Text start

* [PATCH] block: Allow REQ_FUA|REQ_READ
@ 2025-03-11 13:35 Kent Overstreet
2025-03-11 14:53 ` Niklas Cassel
2025-03-11 15:02 ` Martin K. Petersen
0 siblings, 2 replies; 5+ messages in thread
From: Kent Overstreet @ 2025-03-11 13:35 UTC (permalink / raw)
Cc: Kent Overstreet, Jens Axboe, linux-block
REQ_FUA|REQ_READ means "do a read that bypasses the controller cache",
the same as writes.
This is useful for when the filesystem gets a checksum error, it's
possible that a bit was flipped in the controller cache, and when we
retry we want to retry the entire IO, not just from cache.
The nvme driver already passes through REQ_FUA for reads, not just
writes, so disabling the warning is sufficient to start using it, and
bcachefs is implementing additional retries for checksum errors so can
immediately use it.
Cc: Jens Axboe <axboe@kernel.dk>
Cc: linux-block@vger.kernel.org
Signed-off-by: Kent Overstreet <kent.overstreet@linux.dev>
---
block/blk-core.c | 19 ++++++++++---------
1 file changed, 10 insertions(+), 9 deletions(-)
diff --git a/block/blk-core.c b/block/blk-core.c
index d6c4fa3943b5..7b1103eb877d 100644
--- a/block/blk-core.c
+++ b/block/blk-core.c
@@ -793,20 +793,21 @@ void submit_bio_noacct(struct bio *bio)
goto end_io;
}
+ if (WARN_ON_ONCE((bio->bi_opf & REQ_PREFLUSH) &&
+ bio_op(bio) != REQ_OP_WRITE &&
+ bio_op(bio) != REQ_OP_ZONE_APPEND))
+ goto end_io;
+
/*
* Filter flush bio's early so that bio based drivers without flush
* support don't have to worry about them.
*/
- if (op_is_flush(bio->bi_opf)) {
- if (WARN_ON_ONCE(bio_op(bio) != REQ_OP_WRITE &&
- bio_op(bio) != REQ_OP_ZONE_APPEND))
+ if (op_is_flush(bio->bi_opf) &&
+ !bdev_write_cache(bdev)) {
+ bio->bi_opf &= ~(REQ_PREFLUSH | REQ_FUA);
+ if (!bio_sectors(bio)) {
+ status = BLK_STS_OK;
goto end_io;
- if (!bdev_write_cache(bdev)) {
- bio->bi_opf &= ~(REQ_PREFLUSH | REQ_FUA);
- if (!bio_sectors(bio)) {
- status = BLK_STS_OK;
- goto end_io;
- }
}
}
--
2.47.2
^ permalink raw reply related [flat|nested] 5+ messages in thread* Re: [PATCH] block: Allow REQ_FUA|REQ_READ
2025-03-11 13:35 [PATCH] block: Allow REQ_FUA|REQ_READ Kent Overstreet
@ 2025-03-11 14:53 ` Niklas Cassel
2025-03-11 15:09 ` Kent Overstreet
2025-03-11 15:13 ` Keith Busch
2025-03-11 15:02 ` Martin K. Petersen
1 sibling, 2 replies; 5+ messages in thread
From: Niklas Cassel @ 2025-03-11 14:53 UTC (permalink / raw)
To: Kent Overstreet; +Cc: Jens Axboe, linux-block, Damien Le Moal
Hello Kent,
On Tue, Mar 11, 2025 at 09:35:16AM -0400, Kent Overstreet wrote:
> REQ_FUA|REQ_READ means "do a read that bypasses the controller cache",
> the same as writes.

Text end

Task a: Copy the records word for word, beginning at the line that contains "Thank you for this photo. Would you kindly tag the slender" and continuing through the last line of the records.

Material provided start

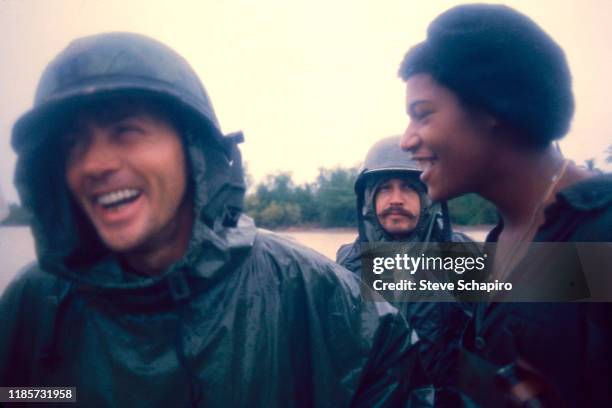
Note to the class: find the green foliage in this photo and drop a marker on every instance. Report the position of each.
(18, 216)
(329, 201)
(471, 209)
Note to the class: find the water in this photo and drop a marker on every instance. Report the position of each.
(17, 245)
(16, 251)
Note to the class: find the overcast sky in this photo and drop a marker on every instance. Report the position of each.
(311, 83)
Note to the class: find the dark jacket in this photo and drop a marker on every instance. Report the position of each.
(437, 326)
(569, 345)
(245, 318)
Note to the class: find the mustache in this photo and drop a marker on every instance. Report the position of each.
(397, 211)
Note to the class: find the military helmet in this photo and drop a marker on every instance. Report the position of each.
(110, 64)
(386, 156)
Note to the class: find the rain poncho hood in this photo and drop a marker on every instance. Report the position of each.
(245, 318)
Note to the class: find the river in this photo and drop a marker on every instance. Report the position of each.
(17, 245)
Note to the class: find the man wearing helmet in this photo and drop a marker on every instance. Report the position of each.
(393, 206)
(151, 288)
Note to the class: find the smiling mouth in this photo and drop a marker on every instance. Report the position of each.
(425, 163)
(118, 198)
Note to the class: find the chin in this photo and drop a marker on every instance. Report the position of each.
(121, 242)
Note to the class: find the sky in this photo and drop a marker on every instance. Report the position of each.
(310, 83)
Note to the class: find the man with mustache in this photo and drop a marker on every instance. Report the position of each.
(151, 288)
(393, 206)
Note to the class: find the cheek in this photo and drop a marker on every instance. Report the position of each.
(379, 203)
(71, 173)
(413, 202)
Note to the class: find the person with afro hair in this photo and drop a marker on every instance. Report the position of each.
(487, 94)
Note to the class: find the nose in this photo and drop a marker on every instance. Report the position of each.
(396, 197)
(410, 141)
(99, 157)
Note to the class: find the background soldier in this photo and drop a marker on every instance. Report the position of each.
(151, 288)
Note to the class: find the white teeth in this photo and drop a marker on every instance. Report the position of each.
(117, 196)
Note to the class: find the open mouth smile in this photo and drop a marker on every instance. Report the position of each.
(117, 198)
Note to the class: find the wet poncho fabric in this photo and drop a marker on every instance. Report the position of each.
(245, 318)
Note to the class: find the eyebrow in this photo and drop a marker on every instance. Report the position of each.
(411, 108)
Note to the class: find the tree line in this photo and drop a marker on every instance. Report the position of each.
(329, 201)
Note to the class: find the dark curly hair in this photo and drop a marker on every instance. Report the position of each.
(497, 59)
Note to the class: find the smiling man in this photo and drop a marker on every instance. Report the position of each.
(393, 204)
(151, 287)
(393, 207)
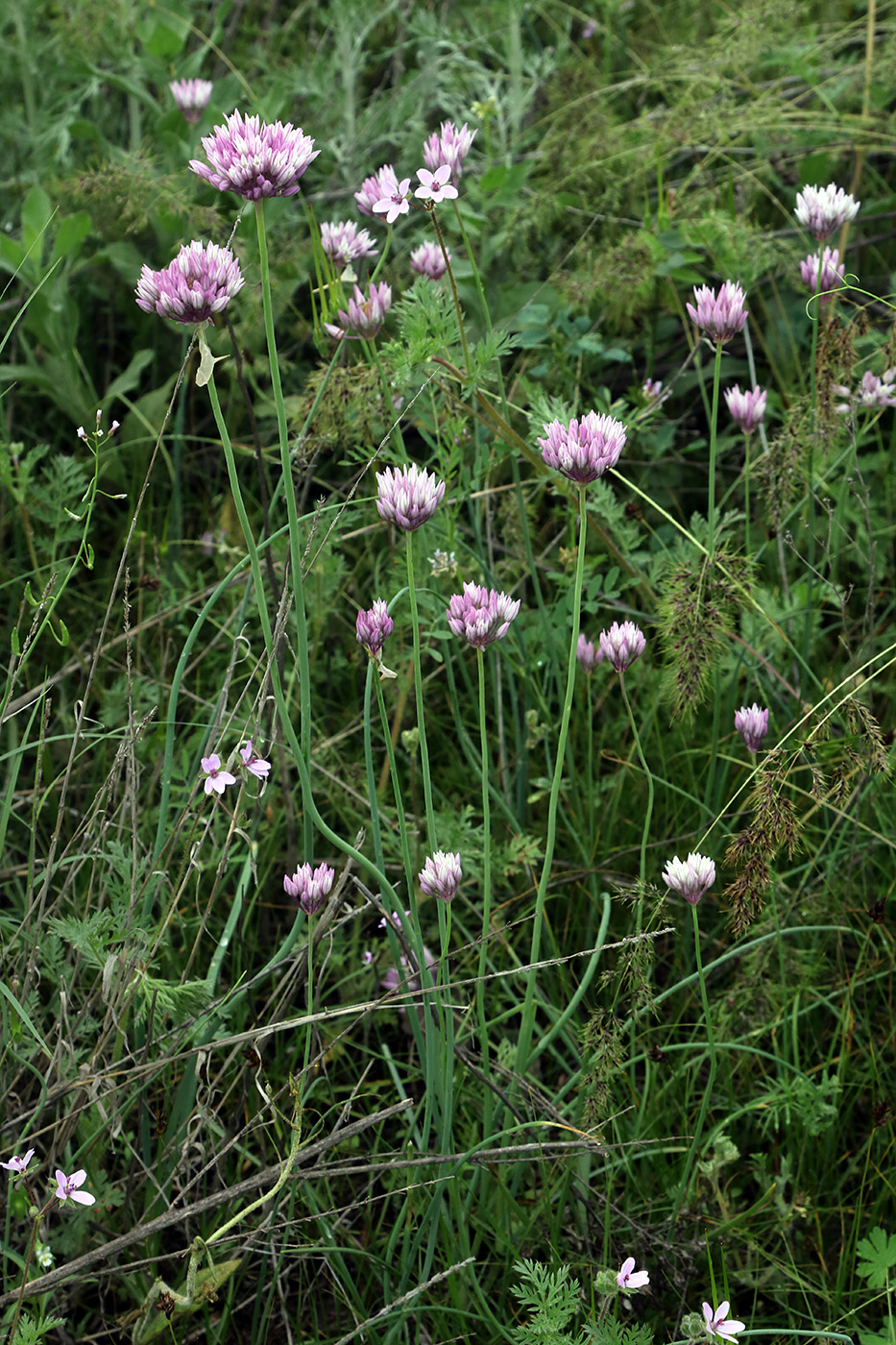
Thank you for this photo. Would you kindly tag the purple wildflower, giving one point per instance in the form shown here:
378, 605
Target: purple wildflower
440, 874
428, 259
254, 159
586, 448
824, 210
752, 725
309, 890
191, 97
480, 615
408, 495
690, 877
254, 764
720, 318
343, 242
217, 780
201, 281
365, 315
747, 407
67, 1187
621, 645
448, 148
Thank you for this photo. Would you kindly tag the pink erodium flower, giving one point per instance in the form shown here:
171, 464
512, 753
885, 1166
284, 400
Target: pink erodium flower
217, 779
255, 159
428, 259
440, 874
373, 627
832, 273
309, 890
343, 242
480, 615
191, 97
752, 725
720, 318
408, 495
690, 877
824, 210
449, 147
745, 407
365, 315
376, 187
621, 645
435, 185
584, 448
201, 281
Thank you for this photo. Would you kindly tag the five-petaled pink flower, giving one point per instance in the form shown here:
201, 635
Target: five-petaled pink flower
17, 1165
217, 780
631, 1278
254, 764
440, 874
255, 159
67, 1187
435, 185
584, 448
408, 495
480, 615
720, 318
717, 1322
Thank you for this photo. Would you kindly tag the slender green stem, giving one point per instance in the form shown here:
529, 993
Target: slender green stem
529, 1004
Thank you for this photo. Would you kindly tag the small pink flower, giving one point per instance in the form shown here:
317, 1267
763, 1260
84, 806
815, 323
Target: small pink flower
67, 1187
745, 407
435, 185
254, 764
717, 1322
690, 878
17, 1165
440, 874
217, 779
621, 645
631, 1278
720, 318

Material provided end

Task b:
Answer these about the patch thread:
(i) Which driver already passes REQ_FUA through for reads?
(ii) Which file does the patch modify?
(iii) Which filesystem is implementing additional retries for checksum errors?

Solution a:
Thank you for this photo. Would you kindly tag the slender green stem, giving one point per instance in the form shown here:
529, 993
Target: slender green stem
529, 1004
Thank you for this photo. Would you kindly tag the small pink flower, giving one point per instance in the form shown here:
317, 1267
763, 1260
84, 806
815, 323
Target: small pink flower
67, 1187
745, 407
435, 185
254, 764
717, 1322
690, 878
17, 1165
440, 874
217, 779
621, 645
631, 1278
720, 318

Solution b:
(i) The nvme driver.
(ii) block/blk-core.c.
(iii) bcachefs.